##### Listing

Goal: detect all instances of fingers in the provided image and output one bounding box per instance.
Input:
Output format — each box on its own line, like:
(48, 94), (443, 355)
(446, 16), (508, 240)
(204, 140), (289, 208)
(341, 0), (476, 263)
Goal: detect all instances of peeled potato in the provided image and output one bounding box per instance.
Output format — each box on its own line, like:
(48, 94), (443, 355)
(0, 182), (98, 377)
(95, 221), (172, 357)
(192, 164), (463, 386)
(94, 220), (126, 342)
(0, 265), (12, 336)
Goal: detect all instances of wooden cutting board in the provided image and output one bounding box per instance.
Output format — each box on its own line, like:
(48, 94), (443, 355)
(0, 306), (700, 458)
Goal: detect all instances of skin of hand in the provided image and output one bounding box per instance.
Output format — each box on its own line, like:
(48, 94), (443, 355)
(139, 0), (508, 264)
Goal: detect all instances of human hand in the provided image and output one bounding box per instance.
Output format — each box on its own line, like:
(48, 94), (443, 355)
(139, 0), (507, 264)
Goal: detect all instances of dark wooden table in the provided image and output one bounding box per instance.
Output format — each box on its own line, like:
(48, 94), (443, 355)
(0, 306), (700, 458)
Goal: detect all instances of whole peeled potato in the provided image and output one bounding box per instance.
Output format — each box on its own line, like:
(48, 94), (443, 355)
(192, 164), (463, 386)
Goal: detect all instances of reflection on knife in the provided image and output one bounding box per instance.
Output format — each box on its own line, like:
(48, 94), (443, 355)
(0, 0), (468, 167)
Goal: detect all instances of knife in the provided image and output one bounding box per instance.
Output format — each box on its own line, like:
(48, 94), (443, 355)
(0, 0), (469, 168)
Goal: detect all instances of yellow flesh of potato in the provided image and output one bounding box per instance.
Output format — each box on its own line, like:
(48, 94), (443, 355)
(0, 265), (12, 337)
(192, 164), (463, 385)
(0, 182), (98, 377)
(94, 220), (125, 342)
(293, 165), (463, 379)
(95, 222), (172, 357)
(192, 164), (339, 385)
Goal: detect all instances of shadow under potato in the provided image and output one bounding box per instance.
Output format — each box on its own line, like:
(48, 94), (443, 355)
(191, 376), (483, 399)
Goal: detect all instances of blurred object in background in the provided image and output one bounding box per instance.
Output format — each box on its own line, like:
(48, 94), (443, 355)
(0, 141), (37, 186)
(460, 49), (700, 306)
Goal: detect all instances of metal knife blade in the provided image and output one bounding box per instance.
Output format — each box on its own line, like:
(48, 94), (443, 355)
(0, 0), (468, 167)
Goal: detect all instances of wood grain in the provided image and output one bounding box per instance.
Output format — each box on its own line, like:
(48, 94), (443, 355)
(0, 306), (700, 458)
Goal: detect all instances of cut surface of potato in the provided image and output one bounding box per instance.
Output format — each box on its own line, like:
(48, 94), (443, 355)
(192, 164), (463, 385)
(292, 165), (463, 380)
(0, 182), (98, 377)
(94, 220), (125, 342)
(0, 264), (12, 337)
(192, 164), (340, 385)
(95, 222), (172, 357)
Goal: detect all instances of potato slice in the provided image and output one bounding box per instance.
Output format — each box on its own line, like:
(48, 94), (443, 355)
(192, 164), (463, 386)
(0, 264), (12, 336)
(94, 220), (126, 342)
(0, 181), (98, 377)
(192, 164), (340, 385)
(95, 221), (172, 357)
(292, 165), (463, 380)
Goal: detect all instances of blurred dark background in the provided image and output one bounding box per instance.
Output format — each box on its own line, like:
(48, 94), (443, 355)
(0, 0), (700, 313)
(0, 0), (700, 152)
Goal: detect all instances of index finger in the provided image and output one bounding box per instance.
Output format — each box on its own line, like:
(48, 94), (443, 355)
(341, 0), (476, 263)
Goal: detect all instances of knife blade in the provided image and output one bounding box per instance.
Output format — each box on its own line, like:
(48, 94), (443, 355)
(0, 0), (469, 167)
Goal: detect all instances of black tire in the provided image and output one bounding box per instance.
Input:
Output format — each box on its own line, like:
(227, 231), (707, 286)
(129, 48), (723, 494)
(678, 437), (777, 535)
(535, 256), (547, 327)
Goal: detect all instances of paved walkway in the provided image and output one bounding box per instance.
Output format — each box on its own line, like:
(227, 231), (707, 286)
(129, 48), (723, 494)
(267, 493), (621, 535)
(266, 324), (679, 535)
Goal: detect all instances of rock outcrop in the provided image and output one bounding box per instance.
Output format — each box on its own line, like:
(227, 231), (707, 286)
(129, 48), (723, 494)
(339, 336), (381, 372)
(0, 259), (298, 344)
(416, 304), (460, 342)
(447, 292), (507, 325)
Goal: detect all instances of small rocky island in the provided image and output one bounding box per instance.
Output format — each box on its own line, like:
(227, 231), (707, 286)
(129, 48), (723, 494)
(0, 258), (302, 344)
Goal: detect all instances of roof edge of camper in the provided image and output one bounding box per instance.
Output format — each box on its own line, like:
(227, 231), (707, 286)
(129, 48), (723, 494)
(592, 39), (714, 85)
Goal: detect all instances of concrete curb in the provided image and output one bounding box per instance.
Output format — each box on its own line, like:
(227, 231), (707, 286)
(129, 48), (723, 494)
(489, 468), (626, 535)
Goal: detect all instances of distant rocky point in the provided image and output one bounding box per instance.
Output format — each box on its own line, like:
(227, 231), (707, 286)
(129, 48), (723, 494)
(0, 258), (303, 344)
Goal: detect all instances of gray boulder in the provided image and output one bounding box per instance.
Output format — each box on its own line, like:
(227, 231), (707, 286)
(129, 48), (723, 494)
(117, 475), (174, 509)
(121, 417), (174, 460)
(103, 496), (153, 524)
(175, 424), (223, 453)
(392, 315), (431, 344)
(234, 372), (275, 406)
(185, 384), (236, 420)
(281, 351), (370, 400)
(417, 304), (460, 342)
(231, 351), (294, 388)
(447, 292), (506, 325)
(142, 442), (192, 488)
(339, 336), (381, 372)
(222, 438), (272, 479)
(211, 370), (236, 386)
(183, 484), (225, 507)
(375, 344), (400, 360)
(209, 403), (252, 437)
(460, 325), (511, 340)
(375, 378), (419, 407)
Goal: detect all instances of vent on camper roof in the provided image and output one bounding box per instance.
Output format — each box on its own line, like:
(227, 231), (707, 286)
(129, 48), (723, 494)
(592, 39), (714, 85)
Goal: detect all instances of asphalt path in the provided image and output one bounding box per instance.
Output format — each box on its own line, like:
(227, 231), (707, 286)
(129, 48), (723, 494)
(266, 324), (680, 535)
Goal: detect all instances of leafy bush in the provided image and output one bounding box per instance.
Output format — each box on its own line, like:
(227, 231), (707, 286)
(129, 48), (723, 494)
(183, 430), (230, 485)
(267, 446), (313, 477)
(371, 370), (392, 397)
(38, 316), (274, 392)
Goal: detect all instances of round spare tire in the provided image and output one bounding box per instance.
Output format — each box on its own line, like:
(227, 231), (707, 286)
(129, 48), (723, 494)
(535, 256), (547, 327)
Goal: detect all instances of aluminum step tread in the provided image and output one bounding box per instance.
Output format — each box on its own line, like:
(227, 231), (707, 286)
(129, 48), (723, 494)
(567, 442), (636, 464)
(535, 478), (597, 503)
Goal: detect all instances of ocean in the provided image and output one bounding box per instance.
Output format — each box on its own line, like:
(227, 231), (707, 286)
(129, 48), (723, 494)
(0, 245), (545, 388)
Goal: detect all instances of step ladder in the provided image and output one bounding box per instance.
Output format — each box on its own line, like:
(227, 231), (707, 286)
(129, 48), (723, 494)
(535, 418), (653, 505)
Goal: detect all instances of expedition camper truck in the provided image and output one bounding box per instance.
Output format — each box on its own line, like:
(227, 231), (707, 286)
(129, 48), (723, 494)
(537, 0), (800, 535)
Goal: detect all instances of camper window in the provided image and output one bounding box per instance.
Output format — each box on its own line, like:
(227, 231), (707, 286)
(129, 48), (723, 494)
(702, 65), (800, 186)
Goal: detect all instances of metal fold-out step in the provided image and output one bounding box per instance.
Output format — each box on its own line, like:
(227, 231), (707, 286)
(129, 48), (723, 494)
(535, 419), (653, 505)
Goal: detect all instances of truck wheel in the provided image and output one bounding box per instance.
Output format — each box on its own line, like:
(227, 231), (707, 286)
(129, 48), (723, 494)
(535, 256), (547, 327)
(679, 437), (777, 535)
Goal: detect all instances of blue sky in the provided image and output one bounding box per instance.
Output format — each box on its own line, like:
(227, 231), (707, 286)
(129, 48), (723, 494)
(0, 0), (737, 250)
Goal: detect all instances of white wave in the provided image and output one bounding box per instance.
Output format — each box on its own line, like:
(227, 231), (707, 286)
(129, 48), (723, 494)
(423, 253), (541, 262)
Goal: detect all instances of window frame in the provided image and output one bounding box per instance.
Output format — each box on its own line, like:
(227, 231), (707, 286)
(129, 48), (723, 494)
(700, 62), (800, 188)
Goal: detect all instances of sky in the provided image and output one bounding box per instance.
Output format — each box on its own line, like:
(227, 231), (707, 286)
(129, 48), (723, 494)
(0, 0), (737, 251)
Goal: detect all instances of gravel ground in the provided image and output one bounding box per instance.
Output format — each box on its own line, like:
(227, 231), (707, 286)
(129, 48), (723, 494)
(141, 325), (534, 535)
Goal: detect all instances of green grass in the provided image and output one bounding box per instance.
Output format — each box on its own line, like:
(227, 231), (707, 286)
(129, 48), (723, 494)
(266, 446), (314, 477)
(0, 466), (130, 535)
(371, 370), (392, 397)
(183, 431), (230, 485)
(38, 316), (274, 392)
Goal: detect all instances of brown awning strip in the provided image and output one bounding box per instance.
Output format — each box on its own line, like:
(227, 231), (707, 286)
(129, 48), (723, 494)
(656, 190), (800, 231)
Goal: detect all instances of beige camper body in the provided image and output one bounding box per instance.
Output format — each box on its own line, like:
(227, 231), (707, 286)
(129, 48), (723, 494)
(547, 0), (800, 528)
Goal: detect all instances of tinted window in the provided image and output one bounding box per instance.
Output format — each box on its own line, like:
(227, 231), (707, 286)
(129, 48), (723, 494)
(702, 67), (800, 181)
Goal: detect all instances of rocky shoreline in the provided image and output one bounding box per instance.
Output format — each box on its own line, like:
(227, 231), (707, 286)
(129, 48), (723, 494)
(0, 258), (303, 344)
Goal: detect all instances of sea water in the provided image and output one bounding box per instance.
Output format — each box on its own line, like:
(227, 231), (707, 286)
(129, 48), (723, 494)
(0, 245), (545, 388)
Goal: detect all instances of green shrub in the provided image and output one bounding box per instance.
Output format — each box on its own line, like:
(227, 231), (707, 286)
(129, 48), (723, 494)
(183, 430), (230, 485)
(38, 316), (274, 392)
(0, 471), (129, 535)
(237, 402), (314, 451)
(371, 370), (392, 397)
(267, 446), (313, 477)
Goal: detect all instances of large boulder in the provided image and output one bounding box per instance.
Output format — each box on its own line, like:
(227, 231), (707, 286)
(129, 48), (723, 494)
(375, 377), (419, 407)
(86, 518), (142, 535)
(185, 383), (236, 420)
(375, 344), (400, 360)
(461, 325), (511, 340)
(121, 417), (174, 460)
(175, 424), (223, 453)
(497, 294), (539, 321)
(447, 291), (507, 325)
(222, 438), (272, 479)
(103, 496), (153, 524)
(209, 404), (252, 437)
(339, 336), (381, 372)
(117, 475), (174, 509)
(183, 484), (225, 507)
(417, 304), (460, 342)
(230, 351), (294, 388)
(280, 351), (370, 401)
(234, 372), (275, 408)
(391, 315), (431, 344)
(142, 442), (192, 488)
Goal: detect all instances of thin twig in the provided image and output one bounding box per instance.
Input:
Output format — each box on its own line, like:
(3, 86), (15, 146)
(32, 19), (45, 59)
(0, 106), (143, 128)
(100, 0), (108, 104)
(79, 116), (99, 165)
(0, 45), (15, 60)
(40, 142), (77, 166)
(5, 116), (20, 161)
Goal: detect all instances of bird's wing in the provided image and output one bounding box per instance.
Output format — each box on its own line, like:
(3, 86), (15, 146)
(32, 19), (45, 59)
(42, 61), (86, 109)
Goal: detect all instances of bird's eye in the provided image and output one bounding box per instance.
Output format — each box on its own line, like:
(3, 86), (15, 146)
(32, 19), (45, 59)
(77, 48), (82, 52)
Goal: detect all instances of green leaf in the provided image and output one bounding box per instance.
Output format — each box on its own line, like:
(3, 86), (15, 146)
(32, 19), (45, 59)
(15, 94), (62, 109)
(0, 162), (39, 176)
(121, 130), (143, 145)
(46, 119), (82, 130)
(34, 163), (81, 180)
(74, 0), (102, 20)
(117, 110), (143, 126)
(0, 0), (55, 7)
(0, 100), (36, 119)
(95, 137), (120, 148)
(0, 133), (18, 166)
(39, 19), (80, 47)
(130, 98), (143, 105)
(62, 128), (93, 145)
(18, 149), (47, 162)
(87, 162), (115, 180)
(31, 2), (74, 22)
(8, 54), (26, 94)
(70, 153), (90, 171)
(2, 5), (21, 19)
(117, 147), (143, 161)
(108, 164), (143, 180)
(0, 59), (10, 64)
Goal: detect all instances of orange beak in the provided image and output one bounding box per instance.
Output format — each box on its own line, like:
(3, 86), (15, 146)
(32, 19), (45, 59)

##########

# The task:
Edit the lines starting at the one containing "Goal: detect all instances of bird's wing" and ending at the one containing "(77, 48), (82, 52)". Give back only those lines, with "bounding box" replaced by "rectangle" and everything else left as it is.

# Expected answer:
Goal: detect all instances of bird's wing in the provided image and output one rectangle per instance.
Output format — each box on its own line, like:
(3, 86), (15, 146)
(32, 19), (45, 59)
(42, 61), (86, 109)
Goal: detect all instances of bird's eye in the provided image and output one rectangle per instance.
Output format — each box on its own line, like:
(3, 86), (15, 146)
(32, 19), (45, 59)
(77, 48), (82, 52)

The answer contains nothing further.